■ WHAT YOU WILL DO
Please count the lines in the listing below where the word "instance" appears. Give the number only.

■ EXERCISE INPUT
━━━━━━
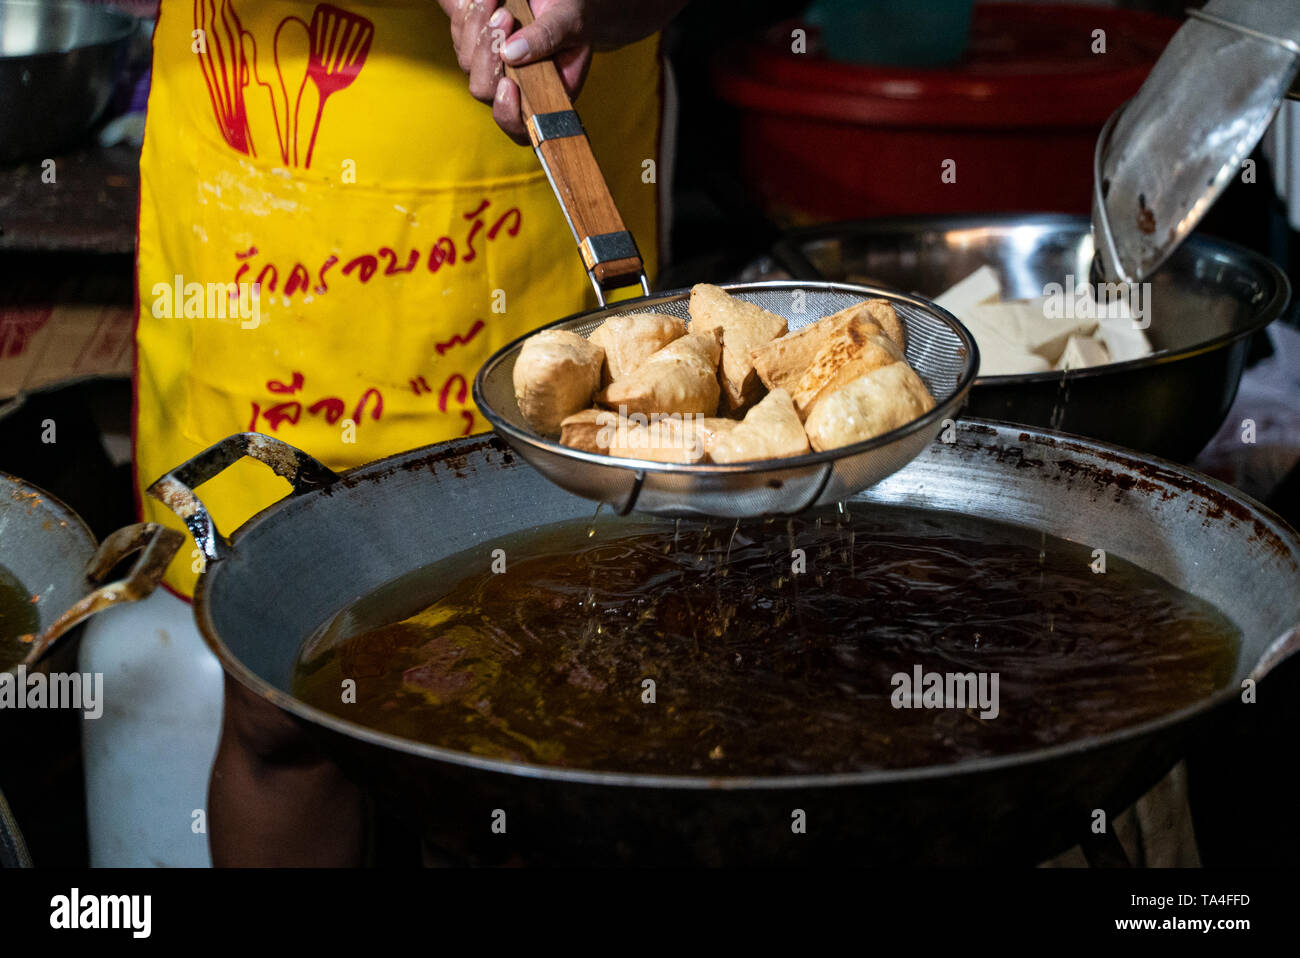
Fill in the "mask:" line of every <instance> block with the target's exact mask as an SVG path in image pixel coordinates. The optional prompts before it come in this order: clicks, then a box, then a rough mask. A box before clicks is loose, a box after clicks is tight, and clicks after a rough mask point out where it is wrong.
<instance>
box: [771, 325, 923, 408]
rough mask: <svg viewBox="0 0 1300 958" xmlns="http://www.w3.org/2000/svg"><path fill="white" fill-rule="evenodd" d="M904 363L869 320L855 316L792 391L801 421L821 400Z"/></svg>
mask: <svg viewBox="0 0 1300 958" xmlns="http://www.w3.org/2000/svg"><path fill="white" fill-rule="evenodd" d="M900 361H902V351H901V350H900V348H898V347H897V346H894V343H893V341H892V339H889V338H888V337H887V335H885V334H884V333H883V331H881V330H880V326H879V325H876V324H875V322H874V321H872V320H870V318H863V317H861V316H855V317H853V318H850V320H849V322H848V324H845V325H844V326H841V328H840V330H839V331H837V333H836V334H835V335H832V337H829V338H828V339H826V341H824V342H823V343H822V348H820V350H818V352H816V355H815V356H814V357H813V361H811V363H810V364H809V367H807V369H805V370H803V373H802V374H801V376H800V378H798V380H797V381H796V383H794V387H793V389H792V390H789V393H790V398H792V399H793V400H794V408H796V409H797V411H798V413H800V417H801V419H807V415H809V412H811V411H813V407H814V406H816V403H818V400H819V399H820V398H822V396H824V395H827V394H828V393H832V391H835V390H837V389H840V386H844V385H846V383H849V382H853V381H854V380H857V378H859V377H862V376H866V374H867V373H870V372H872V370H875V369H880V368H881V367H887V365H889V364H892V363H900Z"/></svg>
━━━━━━
■ RESULT FOR THIS EXERCISE
2